#### DIRECTIVE:
Can you copy out all of the records below word for word, leaving the pictures out of your copy?

===== LISTING =====

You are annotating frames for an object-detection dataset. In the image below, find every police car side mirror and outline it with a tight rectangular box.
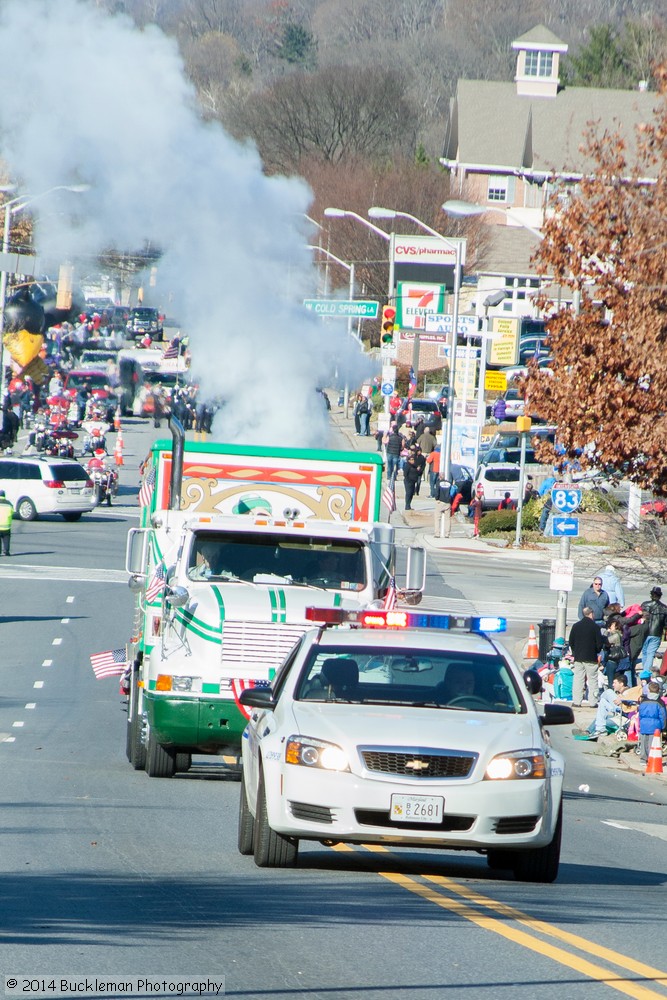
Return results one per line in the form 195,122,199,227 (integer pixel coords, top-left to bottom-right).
540,702,574,726
165,587,190,608
523,670,542,694
239,687,276,710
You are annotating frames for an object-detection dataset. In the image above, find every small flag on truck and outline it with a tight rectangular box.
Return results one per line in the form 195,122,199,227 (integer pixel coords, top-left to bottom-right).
139,467,155,507
90,648,127,681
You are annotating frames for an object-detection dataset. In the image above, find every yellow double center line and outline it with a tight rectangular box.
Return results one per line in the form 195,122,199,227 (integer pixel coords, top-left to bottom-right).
334,844,667,1000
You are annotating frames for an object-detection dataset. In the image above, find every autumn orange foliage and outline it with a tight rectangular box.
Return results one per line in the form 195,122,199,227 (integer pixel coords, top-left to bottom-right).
525,66,667,493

=====

#### CORRECT RESULT:
You are annotating frames for an object-detection dataset. In the image below, find every police car side mirror and outline it with a tight rectangular box.
Return results one per line in the form 195,122,199,227 (integer pixel coords, top-left to bottom-right).
540,702,574,726
165,587,190,608
523,670,542,694
239,687,276,710
You are annotating frames for an object-detection dataset. In the image above, find every small flag on truck and outline it with a tight rectangular box.
Return results one per line in the form 195,122,199,227 (integer pixel coords, top-left to bottom-right).
139,467,155,507
90,648,127,681
You are annotating frames for an object-detection dataset. In the image above, find every yellow double center line and outline it with a tight rectangular box.
Return results one per line in the form 195,122,199,227 (integer pixel coords, top-left to bottom-right).
334,844,667,1000
You are annotating frames for an object-detection dataset. In the image above, find every autumn orange foliage and outline it with a tight rectangular box.
Return results one per line in the form 195,122,199,227 (integer pixel coords, top-left to bottom-right).
525,66,667,493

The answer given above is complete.